> _Text segment_

Denial is a coping mechanism that gives you time to adjust to distressing situations — but staying in denial can interfere with treatment or your ability to tackle challenges.
~ Mayo Clinic
When you look at the first part of the quote above, strictly speaking I can say that Master T is in denial. Over the course of the past three and a half years — that’s how long ago Master T’s current health condition started — towards the outside he has been in denial. He needed and still needs the time, the denial, as a coping mechanism.
Let me explain…
Master T’s leg was amputated in his early teens, which means he has been living with a prosthetic for 44 years now. He always kept in mind that there will come a time when he will end up in a wheelchair. The problems he has now, started when he was just over 50, and I still remember the night he told me that he only expected to end up in a wheelchair when he was 80, and not for it to be a possibility in his fifties.

[Pointing data for referring expressions]
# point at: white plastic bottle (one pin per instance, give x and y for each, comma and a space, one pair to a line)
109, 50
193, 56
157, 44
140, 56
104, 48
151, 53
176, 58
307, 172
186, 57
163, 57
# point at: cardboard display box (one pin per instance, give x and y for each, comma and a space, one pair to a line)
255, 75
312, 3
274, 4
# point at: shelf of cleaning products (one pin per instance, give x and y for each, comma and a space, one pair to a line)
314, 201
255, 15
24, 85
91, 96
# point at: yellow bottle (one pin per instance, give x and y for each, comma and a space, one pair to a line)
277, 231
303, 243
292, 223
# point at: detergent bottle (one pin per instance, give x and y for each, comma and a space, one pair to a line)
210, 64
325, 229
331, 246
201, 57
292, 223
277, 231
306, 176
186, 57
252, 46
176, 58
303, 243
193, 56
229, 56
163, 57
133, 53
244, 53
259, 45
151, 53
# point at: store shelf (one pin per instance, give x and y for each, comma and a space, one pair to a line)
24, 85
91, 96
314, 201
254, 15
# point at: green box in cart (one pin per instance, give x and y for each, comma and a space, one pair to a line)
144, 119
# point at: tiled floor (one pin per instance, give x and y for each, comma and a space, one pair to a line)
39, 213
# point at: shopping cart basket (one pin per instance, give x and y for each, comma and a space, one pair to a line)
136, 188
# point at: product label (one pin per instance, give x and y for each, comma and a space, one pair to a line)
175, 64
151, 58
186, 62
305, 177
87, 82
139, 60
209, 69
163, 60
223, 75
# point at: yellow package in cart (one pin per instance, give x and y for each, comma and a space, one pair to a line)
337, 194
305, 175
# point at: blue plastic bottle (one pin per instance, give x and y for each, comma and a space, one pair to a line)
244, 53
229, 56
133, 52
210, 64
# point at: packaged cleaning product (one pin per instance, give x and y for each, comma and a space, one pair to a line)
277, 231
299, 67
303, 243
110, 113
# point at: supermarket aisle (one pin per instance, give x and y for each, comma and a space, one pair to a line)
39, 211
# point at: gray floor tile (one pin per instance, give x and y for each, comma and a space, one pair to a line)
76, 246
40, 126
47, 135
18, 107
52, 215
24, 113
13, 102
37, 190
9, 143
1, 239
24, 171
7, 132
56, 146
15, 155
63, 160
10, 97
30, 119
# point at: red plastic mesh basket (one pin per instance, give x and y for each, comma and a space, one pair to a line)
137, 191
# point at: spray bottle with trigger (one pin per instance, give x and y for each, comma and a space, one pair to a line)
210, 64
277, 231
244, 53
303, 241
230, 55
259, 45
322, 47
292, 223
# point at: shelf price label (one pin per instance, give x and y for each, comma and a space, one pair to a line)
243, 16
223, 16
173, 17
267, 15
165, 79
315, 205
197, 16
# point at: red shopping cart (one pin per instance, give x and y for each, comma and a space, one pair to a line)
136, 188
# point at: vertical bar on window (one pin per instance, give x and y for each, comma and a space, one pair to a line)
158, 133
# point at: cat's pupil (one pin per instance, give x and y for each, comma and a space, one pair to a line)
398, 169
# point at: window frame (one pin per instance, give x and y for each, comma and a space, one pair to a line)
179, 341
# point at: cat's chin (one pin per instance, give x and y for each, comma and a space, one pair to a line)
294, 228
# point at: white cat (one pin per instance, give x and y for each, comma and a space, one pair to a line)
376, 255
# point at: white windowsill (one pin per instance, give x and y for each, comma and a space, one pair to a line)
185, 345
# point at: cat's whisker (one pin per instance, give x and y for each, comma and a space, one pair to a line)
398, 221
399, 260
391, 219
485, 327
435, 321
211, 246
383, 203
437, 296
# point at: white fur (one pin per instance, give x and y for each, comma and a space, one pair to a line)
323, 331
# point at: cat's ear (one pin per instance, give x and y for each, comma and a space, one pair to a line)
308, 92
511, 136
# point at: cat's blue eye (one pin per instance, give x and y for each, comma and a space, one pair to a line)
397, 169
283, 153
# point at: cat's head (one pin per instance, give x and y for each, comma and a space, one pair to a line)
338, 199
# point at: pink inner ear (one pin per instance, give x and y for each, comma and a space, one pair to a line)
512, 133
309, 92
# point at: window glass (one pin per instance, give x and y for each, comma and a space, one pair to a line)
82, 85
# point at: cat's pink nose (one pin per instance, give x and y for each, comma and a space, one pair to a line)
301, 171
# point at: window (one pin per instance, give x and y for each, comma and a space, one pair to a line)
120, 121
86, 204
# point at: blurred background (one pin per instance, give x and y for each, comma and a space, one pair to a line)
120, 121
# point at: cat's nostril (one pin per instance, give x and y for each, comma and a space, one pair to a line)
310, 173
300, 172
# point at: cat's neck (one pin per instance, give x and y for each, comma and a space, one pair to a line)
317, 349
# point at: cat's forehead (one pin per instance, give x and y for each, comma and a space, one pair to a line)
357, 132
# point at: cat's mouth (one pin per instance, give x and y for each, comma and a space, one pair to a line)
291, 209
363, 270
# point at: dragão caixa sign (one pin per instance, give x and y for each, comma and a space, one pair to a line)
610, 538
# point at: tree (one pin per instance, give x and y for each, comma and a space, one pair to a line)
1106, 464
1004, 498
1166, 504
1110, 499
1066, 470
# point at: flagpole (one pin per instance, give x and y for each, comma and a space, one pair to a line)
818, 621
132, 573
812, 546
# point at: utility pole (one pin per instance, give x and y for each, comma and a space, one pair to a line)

> _Actions to take_
[1] Reproduce part of the passage on denial word for word, starting at the words "Let me explain…" and ending after the words "in his fifties.".
[2] Summarize the passage on denial in two sentences.
[3] Answer these questions from the passage on denial.
(a) To what source is the opening quote attributed?
(b) For how many years has Master T been living with a prosthetic?
(c) How long ago did Master T's current health condition start?
The lines are not needed for this work.

> _Answers per task_
[1]
Let me explain…
Master T’s leg was amputated in his early teens, which means he has been living with a prosthetic for 44 years now. He always kept in mind that there will come a time when he will end up in a wheelchair. The problems he has now, started when he was just over 50, and I still remember the night he told me that he only expected to end up in a wheelchair when he was 80, and not for it to be a possibility in his fifties.

[2] A quote attributed to the Mayo Clinic describes denial as a coping mechanism that gives time to adjust to distressing situations, and the writer says Master T has been in denial for the three and a half years since his current health condition started. Master T has lived with a prosthetic for 44 years after a leg amputation in his early teens, and he expected to end up in a wheelchair at 80 rather than in his fifties.

[3]
(a) The Mayo Clinic
(b) 44 years
(c) Three and a half years ago